++++ Data shown

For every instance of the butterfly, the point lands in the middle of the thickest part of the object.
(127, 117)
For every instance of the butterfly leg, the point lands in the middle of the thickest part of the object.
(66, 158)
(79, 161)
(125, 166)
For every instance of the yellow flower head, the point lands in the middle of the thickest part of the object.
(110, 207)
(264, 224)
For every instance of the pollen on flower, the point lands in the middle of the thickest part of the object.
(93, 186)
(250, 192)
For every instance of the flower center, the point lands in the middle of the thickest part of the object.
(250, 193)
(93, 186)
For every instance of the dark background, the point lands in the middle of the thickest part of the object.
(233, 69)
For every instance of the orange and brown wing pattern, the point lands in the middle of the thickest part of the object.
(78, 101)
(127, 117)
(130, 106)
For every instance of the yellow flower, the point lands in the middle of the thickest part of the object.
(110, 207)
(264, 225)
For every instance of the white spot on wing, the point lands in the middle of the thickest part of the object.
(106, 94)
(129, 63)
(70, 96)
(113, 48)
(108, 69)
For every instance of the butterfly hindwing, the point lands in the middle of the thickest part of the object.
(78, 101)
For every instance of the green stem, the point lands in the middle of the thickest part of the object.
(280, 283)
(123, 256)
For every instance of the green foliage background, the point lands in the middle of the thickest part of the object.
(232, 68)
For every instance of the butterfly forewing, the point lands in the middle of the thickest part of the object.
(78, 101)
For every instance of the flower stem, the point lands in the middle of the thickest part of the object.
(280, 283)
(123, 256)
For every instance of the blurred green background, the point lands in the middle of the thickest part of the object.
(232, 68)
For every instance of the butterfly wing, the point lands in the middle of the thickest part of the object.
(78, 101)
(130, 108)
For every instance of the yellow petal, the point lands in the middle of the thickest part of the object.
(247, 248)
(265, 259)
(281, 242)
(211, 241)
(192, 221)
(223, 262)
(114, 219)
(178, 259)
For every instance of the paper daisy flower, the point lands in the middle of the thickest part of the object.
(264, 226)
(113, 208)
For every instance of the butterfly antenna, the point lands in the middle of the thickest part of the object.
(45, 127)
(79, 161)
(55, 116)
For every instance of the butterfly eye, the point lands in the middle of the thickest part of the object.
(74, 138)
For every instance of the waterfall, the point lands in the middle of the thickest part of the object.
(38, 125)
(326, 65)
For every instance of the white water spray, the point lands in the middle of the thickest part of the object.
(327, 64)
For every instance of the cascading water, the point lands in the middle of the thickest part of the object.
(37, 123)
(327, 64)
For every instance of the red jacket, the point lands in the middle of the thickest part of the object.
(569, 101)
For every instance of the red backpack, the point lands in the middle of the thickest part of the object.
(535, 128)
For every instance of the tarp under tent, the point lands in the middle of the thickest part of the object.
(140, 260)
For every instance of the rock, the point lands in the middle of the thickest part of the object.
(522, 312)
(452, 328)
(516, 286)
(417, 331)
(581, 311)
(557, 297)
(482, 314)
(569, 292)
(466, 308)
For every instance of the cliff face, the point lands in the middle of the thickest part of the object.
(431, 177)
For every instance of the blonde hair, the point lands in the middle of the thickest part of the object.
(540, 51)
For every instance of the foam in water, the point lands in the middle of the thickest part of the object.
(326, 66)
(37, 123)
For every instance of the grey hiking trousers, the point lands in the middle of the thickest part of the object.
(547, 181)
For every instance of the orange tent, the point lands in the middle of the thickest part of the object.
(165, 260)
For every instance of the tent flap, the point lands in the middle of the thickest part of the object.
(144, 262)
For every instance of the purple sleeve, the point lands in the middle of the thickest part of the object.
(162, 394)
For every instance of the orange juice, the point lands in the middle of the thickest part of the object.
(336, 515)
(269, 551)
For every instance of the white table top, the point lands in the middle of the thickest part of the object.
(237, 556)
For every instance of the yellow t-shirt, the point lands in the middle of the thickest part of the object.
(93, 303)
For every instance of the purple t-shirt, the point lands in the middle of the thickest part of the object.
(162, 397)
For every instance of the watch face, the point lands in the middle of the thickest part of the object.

++++++++

Stated problem » Your task is to transcribe the line containing "For every instance of the orange juice, the" and every line after it, through the last line of the data, exactly as written and with nothing more.

Expected output »
For every instance of the orange juice, the point lands in the middle of the thickest part of the object.
(336, 515)
(269, 551)
For every instance of the white table top, the point lands in the middle of the thickest part of the object.
(237, 556)
For every instance of the yellow t-shirt, the point lands in the middle of the thickest part of the object.
(93, 303)
For every instance of the purple t-shirt, the point lands in the middle of the thickest part of the object.
(162, 397)
For every instance of the watch face, the point lands in the middle of the thickest part of the object.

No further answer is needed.